#### INPUT

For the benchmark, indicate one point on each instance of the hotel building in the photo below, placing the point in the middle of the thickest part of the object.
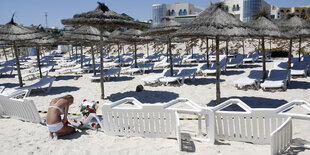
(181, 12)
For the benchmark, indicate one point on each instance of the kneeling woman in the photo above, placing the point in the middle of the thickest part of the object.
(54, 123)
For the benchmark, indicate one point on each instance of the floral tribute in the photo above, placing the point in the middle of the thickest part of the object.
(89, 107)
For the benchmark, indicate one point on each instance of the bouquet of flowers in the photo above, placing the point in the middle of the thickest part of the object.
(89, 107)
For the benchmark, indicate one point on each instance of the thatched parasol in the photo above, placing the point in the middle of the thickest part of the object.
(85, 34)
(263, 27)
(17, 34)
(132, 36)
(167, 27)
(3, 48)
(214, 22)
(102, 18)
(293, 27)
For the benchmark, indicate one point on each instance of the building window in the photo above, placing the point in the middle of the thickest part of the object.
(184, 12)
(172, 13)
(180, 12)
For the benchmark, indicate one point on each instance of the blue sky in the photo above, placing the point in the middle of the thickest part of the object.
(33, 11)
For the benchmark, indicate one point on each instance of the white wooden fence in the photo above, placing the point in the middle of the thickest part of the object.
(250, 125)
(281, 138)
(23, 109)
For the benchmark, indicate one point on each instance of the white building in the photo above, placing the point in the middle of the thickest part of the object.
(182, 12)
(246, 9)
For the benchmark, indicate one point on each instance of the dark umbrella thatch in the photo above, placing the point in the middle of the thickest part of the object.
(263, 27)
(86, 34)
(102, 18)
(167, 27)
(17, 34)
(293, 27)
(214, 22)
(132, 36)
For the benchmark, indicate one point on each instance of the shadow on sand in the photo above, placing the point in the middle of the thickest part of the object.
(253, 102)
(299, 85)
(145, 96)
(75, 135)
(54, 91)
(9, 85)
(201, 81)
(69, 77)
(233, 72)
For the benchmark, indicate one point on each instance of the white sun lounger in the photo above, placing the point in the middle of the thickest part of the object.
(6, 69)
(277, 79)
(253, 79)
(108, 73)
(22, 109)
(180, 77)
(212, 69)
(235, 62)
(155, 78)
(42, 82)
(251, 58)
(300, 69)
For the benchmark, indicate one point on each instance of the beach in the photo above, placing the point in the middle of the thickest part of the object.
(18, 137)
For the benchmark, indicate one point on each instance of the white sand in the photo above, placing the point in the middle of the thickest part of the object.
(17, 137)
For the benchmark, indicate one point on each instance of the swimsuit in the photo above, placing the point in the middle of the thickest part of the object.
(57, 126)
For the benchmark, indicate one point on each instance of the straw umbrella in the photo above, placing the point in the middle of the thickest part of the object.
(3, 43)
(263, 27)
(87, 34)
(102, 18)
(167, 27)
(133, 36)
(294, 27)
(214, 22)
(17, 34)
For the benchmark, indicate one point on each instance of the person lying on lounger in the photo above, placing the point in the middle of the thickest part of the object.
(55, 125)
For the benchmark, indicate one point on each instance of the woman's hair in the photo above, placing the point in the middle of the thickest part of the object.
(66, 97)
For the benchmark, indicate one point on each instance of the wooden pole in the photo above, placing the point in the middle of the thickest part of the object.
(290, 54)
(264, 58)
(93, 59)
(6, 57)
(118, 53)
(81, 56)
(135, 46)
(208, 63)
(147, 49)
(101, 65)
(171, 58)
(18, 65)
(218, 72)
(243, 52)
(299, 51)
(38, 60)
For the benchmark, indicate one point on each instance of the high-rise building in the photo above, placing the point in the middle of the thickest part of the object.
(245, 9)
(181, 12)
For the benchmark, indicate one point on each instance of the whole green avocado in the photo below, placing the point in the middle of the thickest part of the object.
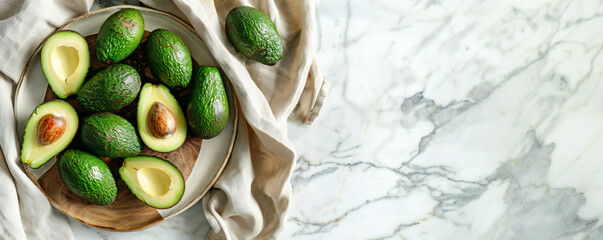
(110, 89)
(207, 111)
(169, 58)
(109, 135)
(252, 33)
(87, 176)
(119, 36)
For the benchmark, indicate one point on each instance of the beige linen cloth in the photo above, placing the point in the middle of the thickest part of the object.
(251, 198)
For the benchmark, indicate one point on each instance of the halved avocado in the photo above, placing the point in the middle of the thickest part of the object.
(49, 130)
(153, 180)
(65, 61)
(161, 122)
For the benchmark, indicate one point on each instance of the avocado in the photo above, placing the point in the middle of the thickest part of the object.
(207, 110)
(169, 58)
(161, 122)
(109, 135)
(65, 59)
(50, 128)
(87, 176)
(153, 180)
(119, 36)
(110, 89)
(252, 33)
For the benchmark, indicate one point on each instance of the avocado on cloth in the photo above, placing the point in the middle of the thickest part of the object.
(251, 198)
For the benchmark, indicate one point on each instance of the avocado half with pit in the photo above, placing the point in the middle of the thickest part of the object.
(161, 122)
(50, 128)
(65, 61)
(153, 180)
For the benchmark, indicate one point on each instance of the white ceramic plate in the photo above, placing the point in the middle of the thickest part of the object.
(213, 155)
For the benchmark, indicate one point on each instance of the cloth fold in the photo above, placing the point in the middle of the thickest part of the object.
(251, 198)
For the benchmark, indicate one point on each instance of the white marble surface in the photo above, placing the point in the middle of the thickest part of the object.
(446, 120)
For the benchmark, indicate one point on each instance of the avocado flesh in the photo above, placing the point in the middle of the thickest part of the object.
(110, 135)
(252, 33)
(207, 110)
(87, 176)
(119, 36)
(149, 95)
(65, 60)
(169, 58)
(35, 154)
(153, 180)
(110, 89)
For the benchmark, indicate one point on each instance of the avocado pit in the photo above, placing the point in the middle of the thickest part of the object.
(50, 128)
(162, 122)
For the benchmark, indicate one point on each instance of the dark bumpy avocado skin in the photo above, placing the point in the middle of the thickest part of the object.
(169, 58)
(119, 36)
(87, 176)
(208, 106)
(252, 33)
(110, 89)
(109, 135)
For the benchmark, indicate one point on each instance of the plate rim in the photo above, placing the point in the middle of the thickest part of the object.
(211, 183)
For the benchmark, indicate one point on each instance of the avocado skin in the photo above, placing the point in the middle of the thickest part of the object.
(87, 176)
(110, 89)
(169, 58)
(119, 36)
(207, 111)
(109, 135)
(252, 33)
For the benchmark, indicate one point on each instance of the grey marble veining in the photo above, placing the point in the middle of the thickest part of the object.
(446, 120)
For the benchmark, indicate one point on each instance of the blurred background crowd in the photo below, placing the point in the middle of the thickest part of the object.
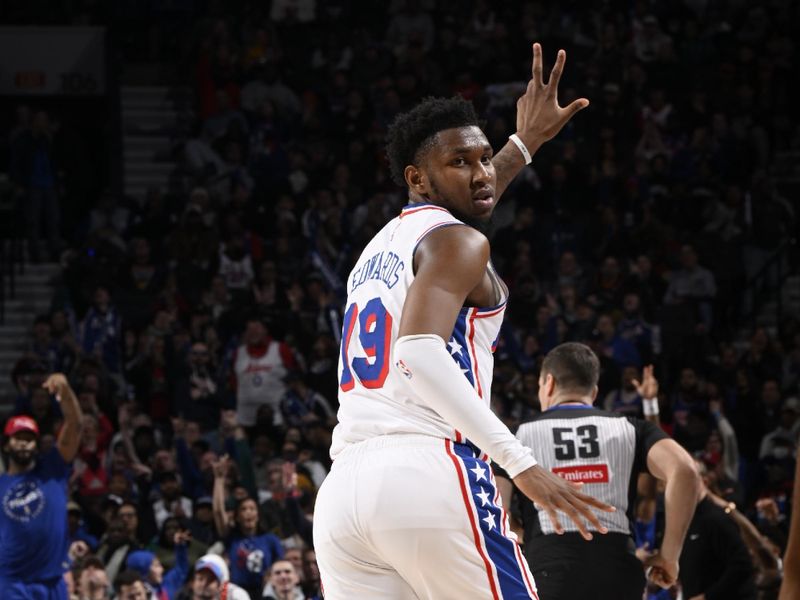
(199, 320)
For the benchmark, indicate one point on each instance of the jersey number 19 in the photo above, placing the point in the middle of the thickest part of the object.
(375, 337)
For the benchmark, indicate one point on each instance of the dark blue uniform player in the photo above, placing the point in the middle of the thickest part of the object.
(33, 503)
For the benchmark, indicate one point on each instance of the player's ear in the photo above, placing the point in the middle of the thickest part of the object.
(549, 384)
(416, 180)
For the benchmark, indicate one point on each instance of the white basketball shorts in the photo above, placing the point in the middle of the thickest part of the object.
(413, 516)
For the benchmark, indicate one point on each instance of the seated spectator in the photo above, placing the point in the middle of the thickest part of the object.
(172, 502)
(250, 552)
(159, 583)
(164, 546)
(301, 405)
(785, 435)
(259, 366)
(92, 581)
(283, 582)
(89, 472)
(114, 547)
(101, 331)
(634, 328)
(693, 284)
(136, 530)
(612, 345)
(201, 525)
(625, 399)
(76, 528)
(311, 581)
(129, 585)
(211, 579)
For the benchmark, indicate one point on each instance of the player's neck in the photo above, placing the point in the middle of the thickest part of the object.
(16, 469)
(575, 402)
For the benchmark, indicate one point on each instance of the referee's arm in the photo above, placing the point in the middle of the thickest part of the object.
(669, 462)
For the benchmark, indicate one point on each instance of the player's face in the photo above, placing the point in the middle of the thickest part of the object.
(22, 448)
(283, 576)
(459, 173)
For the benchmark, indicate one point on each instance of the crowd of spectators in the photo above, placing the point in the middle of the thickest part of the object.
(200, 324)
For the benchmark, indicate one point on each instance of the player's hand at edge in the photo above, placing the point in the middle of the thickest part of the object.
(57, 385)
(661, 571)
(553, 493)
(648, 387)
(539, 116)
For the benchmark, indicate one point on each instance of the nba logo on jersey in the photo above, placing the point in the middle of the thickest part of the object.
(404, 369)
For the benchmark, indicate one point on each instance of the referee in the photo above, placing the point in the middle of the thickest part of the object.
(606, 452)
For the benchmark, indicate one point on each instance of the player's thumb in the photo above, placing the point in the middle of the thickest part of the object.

########

*REQUIRED TASK*. Give back exactly the lines beginning at the one with "of the seated" and ending at the final line of the material; both boundary lines belong in it.

*FINISHED TASK*.
For the benchmark, indicate one point on each instance of the seated spectator in the photo above, placing the point in the middle of the thickest part of the object.
(172, 502)
(250, 552)
(159, 583)
(164, 546)
(301, 405)
(785, 435)
(259, 366)
(92, 581)
(283, 582)
(89, 472)
(114, 547)
(101, 331)
(634, 328)
(693, 284)
(136, 530)
(612, 345)
(201, 525)
(625, 399)
(76, 528)
(311, 581)
(129, 585)
(211, 579)
For the benchmark, indicate one point on each instance of the player's neck in the photo above, placing the point in the middle of the thickest part of the object.
(16, 469)
(575, 402)
For the benchmark, indicate one point on each instance of the referee's arm in the photo above, placing the point in the middle of the thickest part of the object.
(669, 462)
For the benchmark, indicate one point on each instance of the player's face in the photo above, placing the point in the middle of the thickest part of the object.
(22, 448)
(283, 576)
(459, 173)
For the benchmark, indicate one point on each instance of the crowd of spectators in the photo above, placing the point in the middle of the thickest part of the object.
(200, 324)
For the benchmark, indicate one point on each instance of the player's hand at edge in the photo above, placing the point in the middle of the thickest part of the object.
(57, 385)
(661, 571)
(553, 493)
(648, 387)
(539, 116)
For the benchmark, indicate one point on each instance of the nba logo on jersey in the photo above, placing the point in the middle of the thickest part of the object.
(404, 369)
For the benchmark, indicate one point on each instance of the referee in the photo above, placing the point in the middle of the thickest part of the object.
(606, 452)
For the benchmark, indicate one point on each instance of the player's thumb in the photo above, placing the point in the middle of the thickest part of the object.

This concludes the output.